(Records for the task Opens)
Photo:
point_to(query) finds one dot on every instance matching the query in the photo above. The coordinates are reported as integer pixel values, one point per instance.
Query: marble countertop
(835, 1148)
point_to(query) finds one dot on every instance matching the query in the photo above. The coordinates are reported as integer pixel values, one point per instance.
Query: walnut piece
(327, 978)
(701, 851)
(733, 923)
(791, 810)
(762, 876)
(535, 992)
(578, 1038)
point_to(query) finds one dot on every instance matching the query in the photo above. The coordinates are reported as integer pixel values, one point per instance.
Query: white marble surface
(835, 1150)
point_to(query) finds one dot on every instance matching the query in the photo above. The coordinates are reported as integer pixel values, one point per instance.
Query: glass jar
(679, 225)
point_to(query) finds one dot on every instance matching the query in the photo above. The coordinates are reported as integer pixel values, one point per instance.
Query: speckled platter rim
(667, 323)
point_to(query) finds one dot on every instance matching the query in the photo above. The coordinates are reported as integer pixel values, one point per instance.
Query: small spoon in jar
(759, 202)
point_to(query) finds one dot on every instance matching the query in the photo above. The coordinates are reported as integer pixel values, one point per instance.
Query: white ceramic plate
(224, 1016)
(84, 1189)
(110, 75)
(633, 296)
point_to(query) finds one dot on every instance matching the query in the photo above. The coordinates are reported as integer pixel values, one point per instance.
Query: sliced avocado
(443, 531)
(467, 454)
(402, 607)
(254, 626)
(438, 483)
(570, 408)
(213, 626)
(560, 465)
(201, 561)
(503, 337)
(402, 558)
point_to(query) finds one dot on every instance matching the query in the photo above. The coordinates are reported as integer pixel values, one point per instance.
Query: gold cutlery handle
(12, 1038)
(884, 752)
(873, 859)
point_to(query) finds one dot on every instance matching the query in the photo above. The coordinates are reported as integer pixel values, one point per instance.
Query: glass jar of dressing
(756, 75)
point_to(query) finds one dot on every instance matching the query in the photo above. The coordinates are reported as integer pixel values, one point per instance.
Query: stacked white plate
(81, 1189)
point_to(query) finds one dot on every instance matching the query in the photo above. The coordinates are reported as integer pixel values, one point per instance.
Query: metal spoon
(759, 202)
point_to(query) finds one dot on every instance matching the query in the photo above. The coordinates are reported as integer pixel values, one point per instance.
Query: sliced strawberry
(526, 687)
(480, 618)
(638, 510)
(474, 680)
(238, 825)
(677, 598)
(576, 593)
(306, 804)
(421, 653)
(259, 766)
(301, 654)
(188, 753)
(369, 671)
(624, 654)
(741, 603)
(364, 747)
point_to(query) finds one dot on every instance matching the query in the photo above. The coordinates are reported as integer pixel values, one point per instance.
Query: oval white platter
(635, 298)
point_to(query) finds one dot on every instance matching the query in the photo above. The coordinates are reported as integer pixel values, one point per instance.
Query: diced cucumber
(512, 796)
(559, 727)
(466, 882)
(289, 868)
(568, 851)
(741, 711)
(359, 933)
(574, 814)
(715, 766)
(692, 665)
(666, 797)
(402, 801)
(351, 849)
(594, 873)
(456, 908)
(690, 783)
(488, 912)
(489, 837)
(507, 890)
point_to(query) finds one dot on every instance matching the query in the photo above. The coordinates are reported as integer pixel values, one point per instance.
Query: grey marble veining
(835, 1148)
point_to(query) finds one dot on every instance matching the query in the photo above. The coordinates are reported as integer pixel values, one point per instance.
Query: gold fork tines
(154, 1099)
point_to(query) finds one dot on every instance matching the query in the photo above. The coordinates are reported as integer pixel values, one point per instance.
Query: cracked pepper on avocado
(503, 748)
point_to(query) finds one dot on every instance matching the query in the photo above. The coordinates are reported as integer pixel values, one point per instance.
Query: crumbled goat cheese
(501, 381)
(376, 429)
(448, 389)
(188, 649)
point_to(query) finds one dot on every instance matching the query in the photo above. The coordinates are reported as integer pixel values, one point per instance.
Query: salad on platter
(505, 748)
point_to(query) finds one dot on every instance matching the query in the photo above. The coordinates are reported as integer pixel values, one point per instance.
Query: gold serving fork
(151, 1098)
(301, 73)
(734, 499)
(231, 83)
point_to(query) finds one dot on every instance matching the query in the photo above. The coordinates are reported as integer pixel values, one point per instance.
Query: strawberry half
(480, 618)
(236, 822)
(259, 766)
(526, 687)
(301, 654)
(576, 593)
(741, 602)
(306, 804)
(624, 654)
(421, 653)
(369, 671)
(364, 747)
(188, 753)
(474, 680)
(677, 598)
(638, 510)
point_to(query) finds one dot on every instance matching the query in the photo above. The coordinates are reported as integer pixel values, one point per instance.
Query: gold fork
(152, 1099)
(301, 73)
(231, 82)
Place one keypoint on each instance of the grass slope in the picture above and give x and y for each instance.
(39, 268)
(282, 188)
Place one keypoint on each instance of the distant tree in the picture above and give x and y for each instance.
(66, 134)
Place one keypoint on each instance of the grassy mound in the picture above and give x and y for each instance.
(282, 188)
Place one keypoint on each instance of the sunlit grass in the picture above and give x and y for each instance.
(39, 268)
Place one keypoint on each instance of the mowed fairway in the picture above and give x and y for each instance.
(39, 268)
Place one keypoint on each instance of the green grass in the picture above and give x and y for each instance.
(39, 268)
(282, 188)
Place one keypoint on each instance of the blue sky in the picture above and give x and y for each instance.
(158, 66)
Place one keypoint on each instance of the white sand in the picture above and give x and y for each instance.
(Records for the task Closes)
* _What the task requires_: Please retype all of the records, keeping each line exactly as it is.

* _Exercise result_:
Photo:
point_to(query) finds one dot on every instance matching the query in the photo above. The coordinates are reported as integer pixel values, one point per instance.
Query: marble countertop
(835, 1148)
point_to(query) finds one dot on every instance matching the query in the photo above. The coordinates are reported as integer pixel values, one point per instance.
Query: walnut piece
(327, 978)
(701, 851)
(733, 923)
(791, 810)
(762, 876)
(535, 992)
(578, 1038)
point_to(query) finds one dot on every instance matching the query in the photo above. The coordinates are reported as integer pixel values, one point per instance.
Query: white marble surface
(835, 1150)
point_to(query) finds one dot on every instance matching the query in the photo above. The coordinates are reported as integer pixel values, one point per instance.
Query: glass jar
(679, 225)
point_to(query) finds one dot on every instance matching the query in the photo above. The coordinates are reported as integer pixel values, one point per instance.
Query: speckled platter rim
(667, 323)
point_to(query) finds one dot on every instance matching the query in the photo above. The coordinates are reported as integer pixel values, one point per instance.
Query: small spoon in jar
(759, 202)
point_to(query) finds one dot on every instance matching the query in the photo above. The coordinates are reported as integer pixel values, one point per instance.
Query: white ceramic plate
(224, 1016)
(84, 1189)
(110, 75)
(633, 296)
point_to(query) finds one dot on every instance matching the query in the photo above. The coordinates are reported as integer pixel values, one point per instance.
Query: sliced avocado
(443, 531)
(467, 454)
(402, 607)
(254, 626)
(438, 483)
(570, 408)
(213, 626)
(560, 465)
(201, 561)
(503, 337)
(402, 558)
point_to(query) finds one dot on every instance matching the query in the photo above. The coordinates are reported as integer pixel values, one point per instance.
Query: gold cutlery handle
(12, 1038)
(884, 752)
(873, 859)
point_to(query) finds one dot on every instance matching the query in the photo above. The coordinates are reported as integer pixel values, one point per instance.
Query: glass jar of dressing
(756, 75)
point_to(query) finds one dot on every instance matching the query in the photo above. The coordinates are reported as integer pixel values, one point per instance.
Query: stacked white plate
(81, 1189)
point_to(query) finds one dot on every instance matching the query in the photo above. The coordinates are reported as integer pixel values, one point per instance.
Query: metal spoon
(759, 202)
point_to(query) finds one dot on every instance matching the query in the photo above. The coordinates are reported as integer pixel values, one point per instance.
Query: sliced strawberry
(526, 687)
(480, 618)
(638, 510)
(474, 680)
(238, 825)
(677, 598)
(576, 593)
(306, 804)
(421, 653)
(259, 766)
(301, 654)
(188, 753)
(369, 671)
(624, 654)
(741, 603)
(364, 747)
point_to(query) finds one dot on every instance matching the query in the photo above. The coordinates are reported as integer pixel values, one point per instance.
Query: oval white platter
(635, 298)
point_to(query) finds one dot on every instance matching the query in the photo above. The coordinates are reported as integer pixel values, one point per instance.
Query: diced cucumber
(512, 796)
(559, 727)
(466, 882)
(289, 868)
(568, 851)
(741, 711)
(359, 933)
(574, 814)
(715, 766)
(692, 665)
(666, 797)
(402, 801)
(351, 849)
(594, 873)
(456, 908)
(690, 783)
(488, 912)
(489, 837)
(507, 890)
point_to(query) finds one dot on every instance matching the query in the photo above. The coordinates are reported as integer pixel values, one point per instance.
Query: grey marble veining
(835, 1148)
point_to(query) finds one dot on every instance matching the query in the photo above. The coordinates are reported as integer pixel values, one point per instance.
Query: gold fork tines
(154, 1099)
point_to(query) finds one dot on every instance matching the query in the photo above. The coordinates are reported as integer pixel values, one point per instance.
Query: cracked pepper on avocado
(503, 748)
point_to(query) finds one dot on every instance matching the query in the photo above. The coordinates are reported as integer pixel values, one point per instance.
Query: crumbled goat cheese
(501, 381)
(376, 429)
(448, 389)
(188, 649)
point_to(query) finds one dot on every instance matching the query in the photo above. The coordinates are reported as integer pixel values, one point per instance.
Query: salad on platter
(505, 748)
point_to(query) finds one dot on every instance matching the query in the photo above. The coordinates are reported as integer pixel values, one point per instance.
Query: gold serving fork
(151, 1098)
(301, 73)
(734, 499)
(231, 83)
point_to(query) finds one dot on every instance matching the query in the photo above. The coordinates are reported as integer pixel values, one point per instance.
Query: strawberry half
(480, 618)
(236, 822)
(259, 766)
(526, 687)
(301, 654)
(576, 593)
(741, 602)
(306, 804)
(624, 654)
(421, 653)
(369, 671)
(364, 747)
(188, 753)
(474, 680)
(677, 598)
(638, 510)
point_to(query) finds one dot on every instance matching the query in the photo above. The coordinates are reported as integer pixel values, one point per instance.
Query: gold fork
(152, 1099)
(301, 73)
(231, 82)
Place one keypoint on each instance of the grass slope in the picture above and give x and y for each instance.
(39, 268)
(282, 188)
Place one keypoint on each instance of the distant tree in the picture above and give x and y for each instance.
(66, 134)
Place one keypoint on each instance of the grassy mound in the picture above and give x and y for each instance.
(282, 188)
Place one keypoint on each instance of the sunlit grass in the picture above and give x and y for each instance.
(39, 268)
Place one keypoint on each instance of the mowed fairway in the picture above and give x and y for each instance.
(39, 268)
Place one keypoint on each instance of the green grass in the picture above and give x and y for each instance.
(39, 268)
(282, 188)
Place one keypoint on each instance of the blue sky in the picture above and give x and y for each instance.
(158, 66)
Place one keypoint on each instance of the white sand in the picture above and give x and y for each instance.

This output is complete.